_THE PROBLEM_: Go through the records and filter out every line lacking the word "silver"; copy the lines that remain.

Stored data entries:
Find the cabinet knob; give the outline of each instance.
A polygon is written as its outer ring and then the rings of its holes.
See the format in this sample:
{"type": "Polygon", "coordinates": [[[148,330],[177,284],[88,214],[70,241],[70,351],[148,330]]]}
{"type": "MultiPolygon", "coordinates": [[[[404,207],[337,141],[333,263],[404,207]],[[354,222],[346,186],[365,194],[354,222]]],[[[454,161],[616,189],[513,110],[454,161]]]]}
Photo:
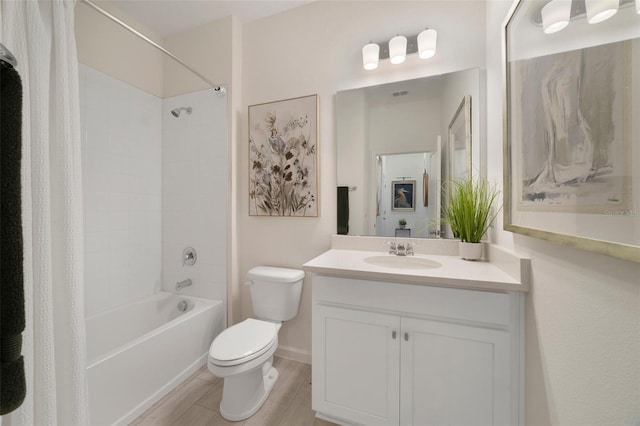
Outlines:
{"type": "Polygon", "coordinates": [[[404,341],[405,342],[409,341],[409,333],[404,333],[404,341]]]}
{"type": "Polygon", "coordinates": [[[395,338],[396,338],[396,331],[395,331],[395,330],[393,330],[393,331],[391,332],[391,338],[392,338],[392,339],[395,339],[395,338]]]}

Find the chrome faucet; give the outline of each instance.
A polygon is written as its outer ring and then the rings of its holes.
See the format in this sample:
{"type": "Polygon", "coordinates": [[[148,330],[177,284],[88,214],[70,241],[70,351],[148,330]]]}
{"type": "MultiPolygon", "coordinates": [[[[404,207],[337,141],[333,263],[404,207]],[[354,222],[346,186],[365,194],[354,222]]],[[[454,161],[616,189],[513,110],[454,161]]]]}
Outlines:
{"type": "Polygon", "coordinates": [[[389,244],[389,254],[393,254],[396,256],[413,256],[413,243],[396,243],[395,241],[388,241],[389,244]]]}
{"type": "Polygon", "coordinates": [[[184,281],[178,281],[176,283],[176,291],[180,290],[181,288],[189,287],[191,284],[193,284],[191,282],[191,278],[187,278],[184,281]]]}

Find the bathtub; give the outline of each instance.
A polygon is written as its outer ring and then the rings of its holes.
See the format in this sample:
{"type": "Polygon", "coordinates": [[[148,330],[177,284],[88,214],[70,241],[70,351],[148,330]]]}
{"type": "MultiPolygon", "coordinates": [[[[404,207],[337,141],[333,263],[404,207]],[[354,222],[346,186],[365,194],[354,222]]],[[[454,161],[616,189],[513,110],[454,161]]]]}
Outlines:
{"type": "Polygon", "coordinates": [[[91,424],[134,420],[206,363],[223,326],[222,302],[167,292],[88,317],[91,424]]]}

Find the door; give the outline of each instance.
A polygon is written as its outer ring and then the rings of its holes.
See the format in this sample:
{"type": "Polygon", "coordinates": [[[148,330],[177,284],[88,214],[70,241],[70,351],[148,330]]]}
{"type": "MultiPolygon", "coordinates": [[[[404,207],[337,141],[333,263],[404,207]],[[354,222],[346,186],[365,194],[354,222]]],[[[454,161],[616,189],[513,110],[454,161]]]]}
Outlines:
{"type": "Polygon", "coordinates": [[[402,318],[403,425],[507,425],[506,331],[402,318]]]}
{"type": "Polygon", "coordinates": [[[325,305],[315,305],[313,317],[313,409],[397,425],[400,317],[325,305]]]}

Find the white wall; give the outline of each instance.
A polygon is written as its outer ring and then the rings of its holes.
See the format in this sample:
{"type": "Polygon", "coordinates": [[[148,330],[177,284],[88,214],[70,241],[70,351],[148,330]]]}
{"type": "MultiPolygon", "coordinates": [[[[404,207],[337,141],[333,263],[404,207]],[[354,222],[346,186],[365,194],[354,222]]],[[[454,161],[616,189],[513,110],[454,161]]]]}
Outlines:
{"type": "MultiPolygon", "coordinates": [[[[166,37],[164,47],[214,84],[231,83],[231,16],[166,37]]],[[[164,95],[203,90],[209,85],[172,58],[164,57],[164,95]]]]}
{"type": "Polygon", "coordinates": [[[160,288],[162,100],[80,65],[87,315],[160,288]]]}
{"type": "MultiPolygon", "coordinates": [[[[502,182],[501,24],[511,2],[487,8],[487,167],[502,182]]],[[[531,258],[526,302],[526,424],[640,421],[640,264],[494,229],[531,258]]]]}
{"type": "Polygon", "coordinates": [[[227,99],[211,89],[164,100],[162,111],[162,286],[208,299],[227,290],[227,99]],[[174,117],[171,110],[192,107],[174,117]],[[193,266],[182,251],[196,249],[193,266]]]}
{"type": "MultiPolygon", "coordinates": [[[[340,90],[483,66],[485,5],[477,1],[313,2],[244,25],[242,99],[247,106],[317,93],[320,98],[319,218],[248,216],[248,140],[246,124],[238,143],[238,279],[242,312],[252,315],[241,286],[257,265],[300,268],[330,246],[336,231],[335,93],[340,90]],[[409,56],[402,65],[383,61],[375,71],[362,68],[361,49],[369,40],[396,33],[438,30],[438,52],[429,60],[409,56]],[[464,31],[461,30],[464,28],[464,31]]],[[[285,323],[280,345],[290,356],[310,360],[310,280],[303,287],[298,317],[285,323]],[[293,355],[291,355],[293,354],[293,355]]]]}
{"type": "MultiPolygon", "coordinates": [[[[100,7],[162,44],[159,35],[109,2],[100,2],[100,7]]],[[[163,96],[164,53],[82,2],[75,5],[75,34],[78,62],[163,96]]]]}

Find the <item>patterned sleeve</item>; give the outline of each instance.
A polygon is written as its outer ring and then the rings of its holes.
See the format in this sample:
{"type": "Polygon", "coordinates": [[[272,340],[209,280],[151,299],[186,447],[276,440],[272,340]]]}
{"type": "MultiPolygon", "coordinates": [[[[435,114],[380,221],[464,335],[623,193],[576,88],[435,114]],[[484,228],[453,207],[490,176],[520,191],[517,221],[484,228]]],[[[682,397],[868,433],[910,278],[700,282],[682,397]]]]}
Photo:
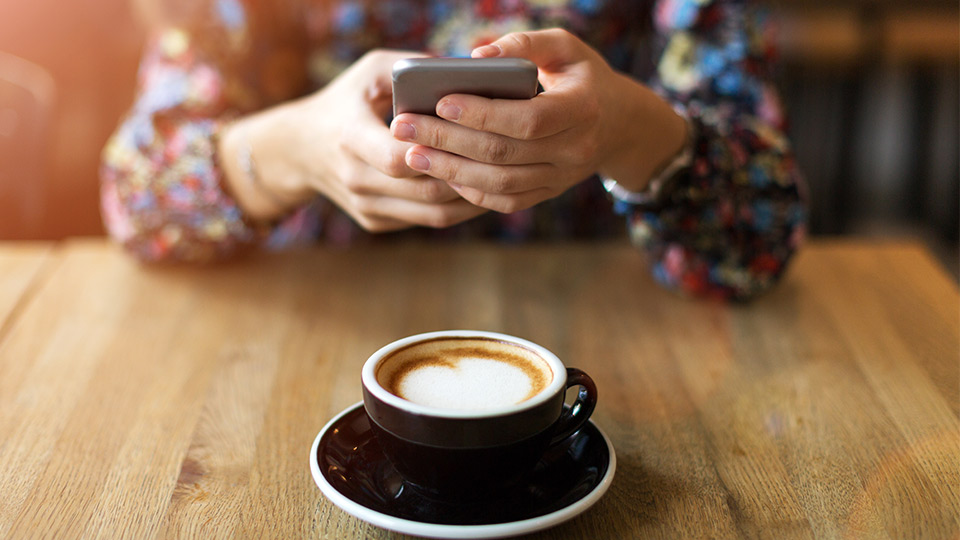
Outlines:
{"type": "Polygon", "coordinates": [[[692,166],[654,208],[621,207],[657,281],[747,300],[783,273],[806,230],[805,188],[768,81],[771,25],[746,0],[658,0],[653,87],[686,113],[692,166]]]}
{"type": "Polygon", "coordinates": [[[268,232],[224,191],[216,137],[231,118],[289,98],[304,75],[292,46],[254,35],[238,0],[210,5],[195,29],[167,26],[149,40],[134,104],[103,151],[104,223],[141,259],[220,258],[268,232]]]}

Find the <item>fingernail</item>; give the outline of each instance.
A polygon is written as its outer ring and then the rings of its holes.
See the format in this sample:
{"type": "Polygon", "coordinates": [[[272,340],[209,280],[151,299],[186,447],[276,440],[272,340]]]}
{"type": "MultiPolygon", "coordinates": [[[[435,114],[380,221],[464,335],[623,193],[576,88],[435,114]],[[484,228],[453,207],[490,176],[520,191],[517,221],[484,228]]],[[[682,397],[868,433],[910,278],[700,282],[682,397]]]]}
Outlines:
{"type": "Polygon", "coordinates": [[[470,53],[470,56],[474,58],[488,58],[491,56],[500,56],[502,52],[497,45],[484,45],[483,47],[474,49],[473,52],[470,53]]]}
{"type": "Polygon", "coordinates": [[[437,106],[437,114],[440,115],[440,118],[446,118],[447,120],[456,122],[460,120],[461,113],[460,107],[457,107],[449,101],[441,101],[440,105],[437,106]]]}
{"type": "Polygon", "coordinates": [[[453,182],[447,182],[447,184],[448,184],[450,187],[452,187],[453,189],[457,190],[458,192],[459,192],[461,189],[463,189],[463,186],[461,186],[460,184],[454,184],[453,182]]]}
{"type": "Polygon", "coordinates": [[[417,138],[417,128],[413,124],[397,122],[397,124],[393,126],[393,134],[396,135],[398,139],[412,141],[417,138]]]}
{"type": "Polygon", "coordinates": [[[411,153],[407,156],[407,165],[417,171],[430,170],[430,160],[423,154],[411,153]]]}

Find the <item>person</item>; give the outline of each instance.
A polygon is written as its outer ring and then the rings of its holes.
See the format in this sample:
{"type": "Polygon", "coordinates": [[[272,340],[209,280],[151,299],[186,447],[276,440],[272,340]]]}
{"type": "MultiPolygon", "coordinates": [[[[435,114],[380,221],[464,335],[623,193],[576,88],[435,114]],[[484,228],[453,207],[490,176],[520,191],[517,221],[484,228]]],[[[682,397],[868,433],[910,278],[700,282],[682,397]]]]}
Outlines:
{"type": "Polygon", "coordinates": [[[664,286],[746,300],[804,237],[772,25],[745,0],[180,7],[155,13],[102,160],[105,225],[144,260],[625,222],[664,286]],[[447,96],[388,124],[392,65],[423,54],[526,58],[542,92],[447,96]]]}

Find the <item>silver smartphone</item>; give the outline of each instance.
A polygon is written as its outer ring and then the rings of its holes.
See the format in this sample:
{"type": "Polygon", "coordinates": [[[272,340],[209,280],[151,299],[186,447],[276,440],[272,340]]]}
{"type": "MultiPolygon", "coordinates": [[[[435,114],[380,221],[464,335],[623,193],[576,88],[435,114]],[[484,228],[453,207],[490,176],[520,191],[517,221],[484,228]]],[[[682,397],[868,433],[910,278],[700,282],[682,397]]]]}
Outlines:
{"type": "Polygon", "coordinates": [[[393,115],[436,116],[450,94],[495,99],[537,95],[537,66],[523,58],[407,58],[393,65],[393,115]]]}

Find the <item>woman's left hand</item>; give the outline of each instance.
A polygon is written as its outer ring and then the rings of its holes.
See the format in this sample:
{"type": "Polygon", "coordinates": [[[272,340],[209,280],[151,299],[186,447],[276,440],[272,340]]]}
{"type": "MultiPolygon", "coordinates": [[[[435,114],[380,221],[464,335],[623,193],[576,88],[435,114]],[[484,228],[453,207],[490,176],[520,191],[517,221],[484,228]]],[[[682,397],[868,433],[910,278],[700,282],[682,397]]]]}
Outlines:
{"type": "Polygon", "coordinates": [[[401,114],[394,137],[417,143],[407,164],[477,206],[511,213],[595,172],[642,189],[682,147],[686,125],[645,86],[565,30],[508,34],[474,57],[527,58],[544,91],[529,100],[450,95],[434,118],[401,114]]]}

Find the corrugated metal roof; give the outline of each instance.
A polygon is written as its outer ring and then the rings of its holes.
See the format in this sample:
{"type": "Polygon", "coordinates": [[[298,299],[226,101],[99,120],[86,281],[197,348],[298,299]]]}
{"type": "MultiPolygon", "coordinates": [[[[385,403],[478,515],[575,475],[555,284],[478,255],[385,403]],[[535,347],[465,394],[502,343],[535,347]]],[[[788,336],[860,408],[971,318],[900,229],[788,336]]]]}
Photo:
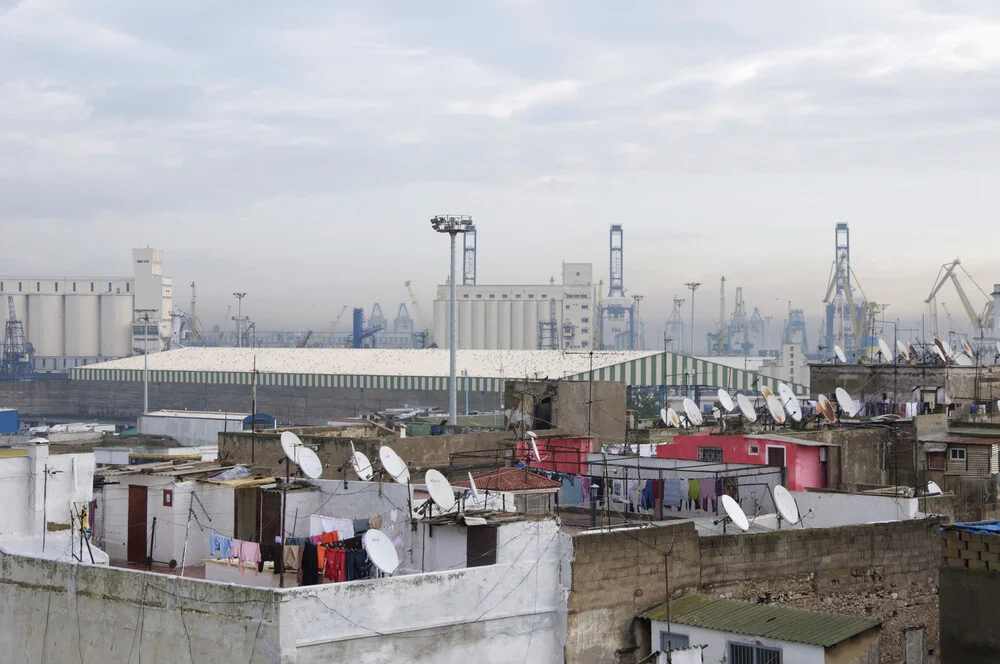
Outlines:
{"type": "Polygon", "coordinates": [[[761,433],[746,436],[754,440],[773,440],[776,443],[791,443],[792,445],[803,445],[805,447],[840,447],[837,443],[825,443],[821,440],[809,440],[807,438],[796,438],[795,436],[782,436],[781,434],[761,433]]]}
{"type": "Polygon", "coordinates": [[[935,433],[920,437],[921,443],[947,443],[949,445],[996,445],[1000,443],[1000,438],[978,436],[961,436],[951,433],[935,433]]]}
{"type": "MultiPolygon", "coordinates": [[[[670,613],[671,622],[679,625],[822,648],[829,648],[881,625],[870,618],[852,618],[773,604],[750,604],[696,594],[672,601],[670,613]]],[[[642,617],[665,621],[667,605],[661,604],[642,617]]]]}
{"type": "MultiPolygon", "coordinates": [[[[538,491],[555,490],[562,486],[555,480],[536,475],[527,468],[498,468],[488,473],[473,475],[476,488],[481,491],[538,491]]],[[[469,480],[456,480],[453,486],[469,486],[469,480]]]]}

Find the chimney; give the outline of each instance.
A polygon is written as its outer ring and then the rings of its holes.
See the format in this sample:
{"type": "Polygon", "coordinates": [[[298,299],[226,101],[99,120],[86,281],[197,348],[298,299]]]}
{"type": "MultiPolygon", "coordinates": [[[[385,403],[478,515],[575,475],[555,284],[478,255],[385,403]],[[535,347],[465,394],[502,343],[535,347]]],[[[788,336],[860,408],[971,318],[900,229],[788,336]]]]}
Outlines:
{"type": "Polygon", "coordinates": [[[41,537],[45,530],[45,466],[49,462],[49,444],[28,443],[16,449],[28,452],[28,533],[41,537]]]}

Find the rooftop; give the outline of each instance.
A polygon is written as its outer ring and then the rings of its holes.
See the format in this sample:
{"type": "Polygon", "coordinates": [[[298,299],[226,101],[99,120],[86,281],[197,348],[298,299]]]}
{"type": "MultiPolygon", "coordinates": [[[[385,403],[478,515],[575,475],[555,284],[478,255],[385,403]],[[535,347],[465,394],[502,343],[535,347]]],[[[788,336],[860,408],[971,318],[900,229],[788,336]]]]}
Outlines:
{"type": "MultiPolygon", "coordinates": [[[[881,623],[833,613],[805,611],[773,604],[750,604],[707,595],[685,595],[670,602],[671,622],[729,634],[829,648],[881,623]]],[[[647,611],[643,618],[666,621],[667,604],[647,611]]]]}
{"type": "Polygon", "coordinates": [[[250,417],[250,413],[224,413],[222,411],[211,410],[152,410],[143,417],[186,417],[198,420],[243,420],[250,417]]]}
{"type": "MultiPolygon", "coordinates": [[[[527,468],[498,468],[488,473],[473,475],[480,491],[543,491],[562,486],[555,480],[537,475],[527,468]]],[[[456,480],[453,486],[469,486],[469,480],[456,480]]]]}
{"type": "MultiPolygon", "coordinates": [[[[662,353],[660,353],[662,355],[662,353]]],[[[656,351],[594,352],[594,369],[657,355],[656,351]]],[[[178,348],[149,355],[150,371],[253,371],[323,375],[447,376],[447,349],[178,348]]],[[[589,353],[539,350],[460,350],[459,372],[471,378],[563,378],[590,369],[589,353]]],[[[75,377],[98,369],[143,370],[129,357],[78,367],[75,377]]]]}

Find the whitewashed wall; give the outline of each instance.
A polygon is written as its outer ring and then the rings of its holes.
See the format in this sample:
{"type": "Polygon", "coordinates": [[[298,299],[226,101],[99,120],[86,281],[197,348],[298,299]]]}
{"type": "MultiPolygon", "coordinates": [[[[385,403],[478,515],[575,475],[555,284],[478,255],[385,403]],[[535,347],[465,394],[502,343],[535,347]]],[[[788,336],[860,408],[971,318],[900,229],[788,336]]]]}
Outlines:
{"type": "MultiPolygon", "coordinates": [[[[660,632],[667,631],[667,623],[657,620],[651,621],[651,634],[653,646],[658,647],[660,643],[660,632]]],[[[763,639],[756,636],[743,636],[742,634],[727,634],[716,632],[700,627],[689,627],[688,625],[673,624],[671,633],[685,634],[688,642],[692,646],[706,646],[702,652],[705,664],[722,664],[728,661],[729,643],[745,643],[767,648],[780,648],[783,662],[794,662],[795,664],[824,664],[826,652],[819,646],[807,646],[801,643],[789,643],[787,641],[775,641],[773,639],[763,639]]]]}

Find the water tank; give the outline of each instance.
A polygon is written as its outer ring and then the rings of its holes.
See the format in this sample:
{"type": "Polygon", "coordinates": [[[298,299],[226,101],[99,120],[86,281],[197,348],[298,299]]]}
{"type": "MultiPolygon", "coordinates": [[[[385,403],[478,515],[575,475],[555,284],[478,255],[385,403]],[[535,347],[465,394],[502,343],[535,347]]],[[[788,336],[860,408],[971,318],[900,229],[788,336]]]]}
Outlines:
{"type": "Polygon", "coordinates": [[[66,356],[96,357],[101,352],[101,301],[97,295],[66,296],[66,356]]]}
{"type": "Polygon", "coordinates": [[[101,355],[125,357],[132,354],[132,296],[101,296],[101,355]]]}
{"type": "Polygon", "coordinates": [[[63,296],[29,295],[28,341],[41,357],[61,357],[64,351],[63,296]]]}
{"type": "MultiPolygon", "coordinates": [[[[524,344],[524,300],[514,300],[511,302],[510,347],[515,350],[528,348],[524,344]]],[[[534,347],[534,345],[531,347],[534,347]]]]}
{"type": "MultiPolygon", "coordinates": [[[[8,293],[3,298],[0,298],[0,301],[2,301],[2,303],[3,303],[3,313],[0,314],[0,318],[2,318],[4,320],[4,322],[7,321],[7,316],[8,316],[8,311],[9,311],[9,307],[7,306],[7,298],[8,297],[13,298],[13,300],[14,300],[14,312],[17,315],[17,319],[19,321],[21,321],[22,325],[24,325],[24,335],[25,335],[25,338],[27,339],[28,338],[28,296],[27,295],[23,295],[23,294],[21,294],[21,295],[10,295],[8,293]]],[[[0,332],[0,334],[3,334],[3,333],[0,332]]],[[[28,340],[30,341],[30,339],[28,339],[28,340]]]]}

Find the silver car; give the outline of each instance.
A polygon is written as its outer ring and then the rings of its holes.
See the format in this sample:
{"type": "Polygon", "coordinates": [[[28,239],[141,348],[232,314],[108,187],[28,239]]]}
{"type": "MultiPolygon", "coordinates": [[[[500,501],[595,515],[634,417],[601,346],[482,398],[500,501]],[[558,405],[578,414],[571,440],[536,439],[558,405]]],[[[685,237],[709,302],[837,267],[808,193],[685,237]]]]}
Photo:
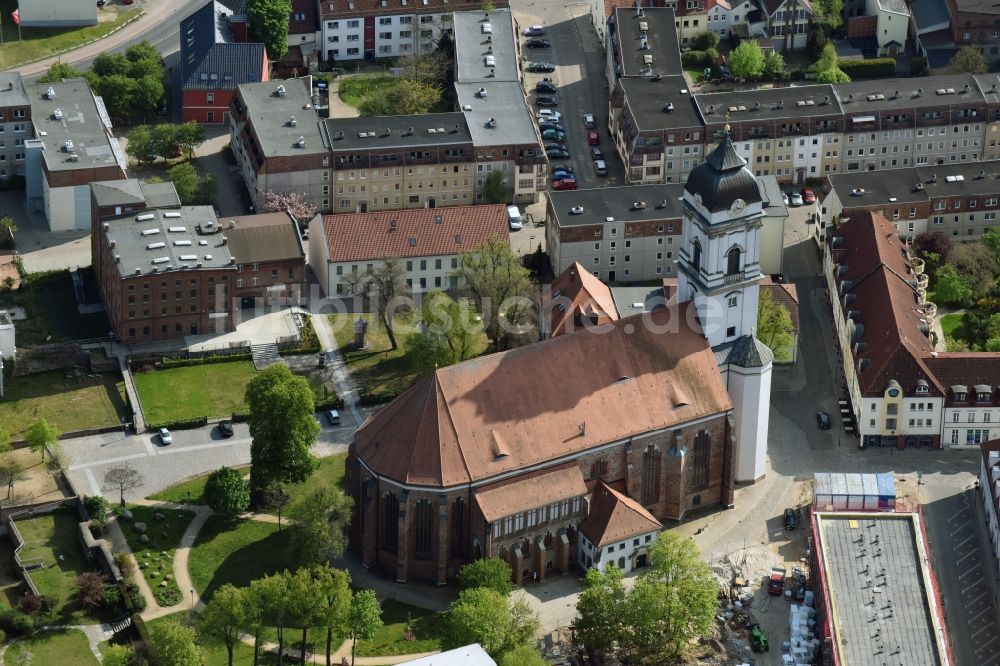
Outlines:
{"type": "Polygon", "coordinates": [[[164,446],[174,443],[174,436],[166,428],[160,428],[160,443],[164,446]]]}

_SOLUTION TO THE EXERCISE_:
Find the <item>silver smartphone</item>; give the outline of each instance.
Find the silver car; give the outline of each instance.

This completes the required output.